* Short task *
Please use the football statistics article below to answer: what does Arsenal hope its analysis of GPS tracking data will help prevent?

* Document section *
☆ ☆ ☆
This article on the Arsenal official website earlier this week prompted some thinking in the comments on this blog about the value and usage of statistical data in the world of football.  Arsenal are planning on using GPS tracking to build up a database of motion for each individual player on the team in the hopes that analysis of the numbers will help prevent overworking them and thus lessen the frequency of injury.  Given Arsenal's focus on staying on the cutting edge of technology, fitness, and nutrition, it is no surprise that the club has taken this step.  What remains to be seen, though, is whether this data will actually reduce the number of injuries that players suffer.

This question ties in with the nature of football and with its natural resistance to statistical analysis.  There is no sport, and probably no game of any kind, that is as "analog" as football is.  (Very) generally speaking, nearly every sport or game is broken up into discrete packets of some kind of information; think of one pitch in baseball, one down in American football, one possession in basketball, one move in chess.  Ice hockey approaches football in its flow, but nonetheless has developed a somewhat more robust statistical analysis, perhaps due to the higher incidence of scoring.  These sports, with their quantifiable events that accumulate into nice, large, meaningful sample sizes across players, seasons, and teams, lend themselves to math in a way that allows for evaluation and prediction in a way that football seems to defy.

Football statistics are traditionally limited to goals and games played.  Recently, with the advent of Opta stats and things such as the Guardian Chalkboards, more numbers are available, such as distance traveled during a match.  Systems now track every pass and every tackle during matches, track average pitch position, and every shot vector.  This data is invaluable when analyzing a single match, but less valuable when evaluating a single player or predicting how he will play in the future, as the data relates not only to his ability but also to the tactics of the team, the tactics of the other team, and the general flow of the play.  Unlike baseball, football is not a matter of a player confronted with the same situation thousands of times in his career with quantifiable variables, but rather a player faced with thousands of similar situations with almost infinitely small variations that make comparison tricky over the long haul.
☆ ☆ ☆
Part of a data file
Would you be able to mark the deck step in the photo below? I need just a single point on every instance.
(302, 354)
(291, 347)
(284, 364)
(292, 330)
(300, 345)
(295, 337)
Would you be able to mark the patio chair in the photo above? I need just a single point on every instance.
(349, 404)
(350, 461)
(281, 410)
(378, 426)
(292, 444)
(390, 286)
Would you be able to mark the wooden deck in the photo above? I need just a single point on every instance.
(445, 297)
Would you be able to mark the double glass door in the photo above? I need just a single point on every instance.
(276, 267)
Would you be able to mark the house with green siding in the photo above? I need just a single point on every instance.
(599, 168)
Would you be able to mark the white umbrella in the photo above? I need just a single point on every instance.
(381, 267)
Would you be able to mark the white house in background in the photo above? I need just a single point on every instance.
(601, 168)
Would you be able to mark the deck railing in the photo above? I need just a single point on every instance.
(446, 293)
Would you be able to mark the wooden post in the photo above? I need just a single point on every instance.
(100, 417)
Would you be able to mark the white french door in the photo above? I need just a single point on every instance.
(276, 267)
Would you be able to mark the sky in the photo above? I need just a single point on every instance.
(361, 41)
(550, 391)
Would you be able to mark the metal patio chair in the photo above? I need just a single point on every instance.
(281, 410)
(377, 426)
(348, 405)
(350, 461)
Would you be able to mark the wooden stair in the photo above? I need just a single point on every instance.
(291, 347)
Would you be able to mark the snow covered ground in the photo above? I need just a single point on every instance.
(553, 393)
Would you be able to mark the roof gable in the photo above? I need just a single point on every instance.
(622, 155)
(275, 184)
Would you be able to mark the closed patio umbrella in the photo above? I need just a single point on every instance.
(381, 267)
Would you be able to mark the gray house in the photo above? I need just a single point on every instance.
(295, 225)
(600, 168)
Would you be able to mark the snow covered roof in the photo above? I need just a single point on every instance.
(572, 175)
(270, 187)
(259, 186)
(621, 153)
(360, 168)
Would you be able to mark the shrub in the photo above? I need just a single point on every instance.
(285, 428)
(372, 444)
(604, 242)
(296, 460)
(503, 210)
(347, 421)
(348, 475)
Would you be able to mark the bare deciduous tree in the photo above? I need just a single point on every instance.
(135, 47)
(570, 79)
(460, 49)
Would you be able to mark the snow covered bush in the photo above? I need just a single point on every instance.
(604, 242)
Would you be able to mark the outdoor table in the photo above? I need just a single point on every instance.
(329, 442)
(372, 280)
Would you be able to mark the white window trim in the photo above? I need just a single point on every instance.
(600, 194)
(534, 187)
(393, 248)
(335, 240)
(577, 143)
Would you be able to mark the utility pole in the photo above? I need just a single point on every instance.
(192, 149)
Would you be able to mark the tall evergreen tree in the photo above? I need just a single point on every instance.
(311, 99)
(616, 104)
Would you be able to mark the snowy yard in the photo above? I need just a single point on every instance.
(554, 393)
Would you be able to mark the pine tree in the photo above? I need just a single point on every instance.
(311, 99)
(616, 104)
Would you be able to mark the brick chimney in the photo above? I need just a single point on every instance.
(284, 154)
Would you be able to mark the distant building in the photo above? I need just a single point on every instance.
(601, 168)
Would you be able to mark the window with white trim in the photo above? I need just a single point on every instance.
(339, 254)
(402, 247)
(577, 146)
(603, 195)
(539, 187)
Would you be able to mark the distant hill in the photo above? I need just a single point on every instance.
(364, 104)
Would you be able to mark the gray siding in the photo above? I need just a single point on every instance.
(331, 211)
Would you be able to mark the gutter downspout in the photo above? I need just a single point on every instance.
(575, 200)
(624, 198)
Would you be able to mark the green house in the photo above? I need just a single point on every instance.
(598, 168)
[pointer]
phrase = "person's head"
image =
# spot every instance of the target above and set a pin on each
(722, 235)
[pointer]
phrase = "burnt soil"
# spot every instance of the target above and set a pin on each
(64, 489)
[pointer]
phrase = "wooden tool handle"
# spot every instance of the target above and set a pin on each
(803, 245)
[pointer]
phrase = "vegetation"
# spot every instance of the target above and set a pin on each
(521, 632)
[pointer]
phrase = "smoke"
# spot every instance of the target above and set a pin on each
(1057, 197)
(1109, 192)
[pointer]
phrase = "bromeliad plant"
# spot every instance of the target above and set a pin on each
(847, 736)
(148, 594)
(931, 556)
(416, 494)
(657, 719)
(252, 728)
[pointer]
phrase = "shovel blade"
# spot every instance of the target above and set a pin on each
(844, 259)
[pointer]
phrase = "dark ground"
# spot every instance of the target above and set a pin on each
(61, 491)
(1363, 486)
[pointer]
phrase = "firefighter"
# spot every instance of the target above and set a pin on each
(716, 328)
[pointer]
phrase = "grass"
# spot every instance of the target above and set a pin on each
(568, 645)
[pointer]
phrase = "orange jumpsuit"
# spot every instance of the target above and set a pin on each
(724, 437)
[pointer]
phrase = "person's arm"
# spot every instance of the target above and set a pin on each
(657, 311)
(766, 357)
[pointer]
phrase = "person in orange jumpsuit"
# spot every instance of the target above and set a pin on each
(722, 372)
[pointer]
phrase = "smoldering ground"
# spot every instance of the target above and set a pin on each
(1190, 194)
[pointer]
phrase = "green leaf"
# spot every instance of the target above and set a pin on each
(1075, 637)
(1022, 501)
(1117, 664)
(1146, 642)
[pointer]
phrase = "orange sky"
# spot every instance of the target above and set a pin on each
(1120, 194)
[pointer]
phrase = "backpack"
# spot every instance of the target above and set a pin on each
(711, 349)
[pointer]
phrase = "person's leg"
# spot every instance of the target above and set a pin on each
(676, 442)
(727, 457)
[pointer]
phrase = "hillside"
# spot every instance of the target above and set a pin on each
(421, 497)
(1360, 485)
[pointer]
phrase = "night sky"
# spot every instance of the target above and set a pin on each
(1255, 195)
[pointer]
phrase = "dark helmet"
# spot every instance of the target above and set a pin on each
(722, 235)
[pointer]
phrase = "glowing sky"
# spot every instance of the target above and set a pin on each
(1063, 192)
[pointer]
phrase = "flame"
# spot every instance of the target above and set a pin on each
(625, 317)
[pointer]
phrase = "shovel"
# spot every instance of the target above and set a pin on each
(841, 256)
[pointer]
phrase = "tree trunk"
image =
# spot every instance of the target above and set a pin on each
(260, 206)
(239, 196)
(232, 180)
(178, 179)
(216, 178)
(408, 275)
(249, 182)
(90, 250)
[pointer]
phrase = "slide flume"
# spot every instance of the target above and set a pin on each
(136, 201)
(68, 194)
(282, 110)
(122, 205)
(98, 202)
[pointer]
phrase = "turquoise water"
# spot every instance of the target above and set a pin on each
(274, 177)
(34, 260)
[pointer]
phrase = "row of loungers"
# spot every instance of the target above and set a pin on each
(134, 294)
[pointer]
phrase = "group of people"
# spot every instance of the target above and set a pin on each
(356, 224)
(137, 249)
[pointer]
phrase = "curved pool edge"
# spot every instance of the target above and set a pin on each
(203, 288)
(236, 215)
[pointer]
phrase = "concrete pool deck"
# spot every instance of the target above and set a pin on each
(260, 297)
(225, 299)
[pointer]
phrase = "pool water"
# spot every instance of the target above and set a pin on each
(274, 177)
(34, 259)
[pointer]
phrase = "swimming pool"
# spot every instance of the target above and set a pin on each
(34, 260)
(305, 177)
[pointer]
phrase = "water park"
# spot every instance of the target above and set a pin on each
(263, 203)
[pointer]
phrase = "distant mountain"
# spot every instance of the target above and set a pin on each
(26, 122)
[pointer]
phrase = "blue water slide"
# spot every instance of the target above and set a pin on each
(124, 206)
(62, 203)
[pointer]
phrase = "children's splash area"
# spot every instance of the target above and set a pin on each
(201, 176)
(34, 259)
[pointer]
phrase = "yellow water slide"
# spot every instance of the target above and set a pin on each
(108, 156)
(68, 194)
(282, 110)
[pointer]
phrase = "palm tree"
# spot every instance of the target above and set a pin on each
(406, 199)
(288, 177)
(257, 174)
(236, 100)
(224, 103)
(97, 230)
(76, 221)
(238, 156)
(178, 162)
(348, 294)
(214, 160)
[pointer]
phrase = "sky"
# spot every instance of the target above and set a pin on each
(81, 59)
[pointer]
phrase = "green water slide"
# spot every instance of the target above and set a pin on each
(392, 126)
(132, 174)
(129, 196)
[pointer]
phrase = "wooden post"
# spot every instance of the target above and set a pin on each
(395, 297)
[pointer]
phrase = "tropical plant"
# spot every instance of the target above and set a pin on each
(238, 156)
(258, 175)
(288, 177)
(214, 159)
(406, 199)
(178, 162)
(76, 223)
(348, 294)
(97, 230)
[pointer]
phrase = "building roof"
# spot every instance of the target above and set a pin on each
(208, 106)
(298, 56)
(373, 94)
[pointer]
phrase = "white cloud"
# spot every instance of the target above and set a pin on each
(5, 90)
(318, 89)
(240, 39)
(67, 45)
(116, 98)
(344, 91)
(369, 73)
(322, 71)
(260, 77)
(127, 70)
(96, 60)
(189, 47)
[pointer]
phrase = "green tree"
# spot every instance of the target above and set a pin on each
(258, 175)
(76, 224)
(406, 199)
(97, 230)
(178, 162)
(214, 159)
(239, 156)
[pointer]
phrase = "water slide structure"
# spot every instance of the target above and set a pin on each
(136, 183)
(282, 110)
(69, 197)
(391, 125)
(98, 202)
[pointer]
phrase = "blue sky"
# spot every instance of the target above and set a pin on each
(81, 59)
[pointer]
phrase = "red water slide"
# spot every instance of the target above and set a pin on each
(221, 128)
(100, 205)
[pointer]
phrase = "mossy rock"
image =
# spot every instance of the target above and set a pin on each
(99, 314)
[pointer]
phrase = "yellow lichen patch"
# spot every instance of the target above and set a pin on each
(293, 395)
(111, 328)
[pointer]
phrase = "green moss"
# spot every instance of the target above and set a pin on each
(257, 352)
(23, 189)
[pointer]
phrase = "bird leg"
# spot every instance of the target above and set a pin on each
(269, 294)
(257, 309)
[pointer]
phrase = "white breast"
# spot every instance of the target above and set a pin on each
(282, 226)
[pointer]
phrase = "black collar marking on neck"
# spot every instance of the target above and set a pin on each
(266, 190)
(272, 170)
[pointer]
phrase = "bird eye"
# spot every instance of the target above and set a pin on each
☆ ☆ ☆
* Response to the exercise *
Arsenal hopes the analysis will help prevent overworking its players and so reduce how often they get injured.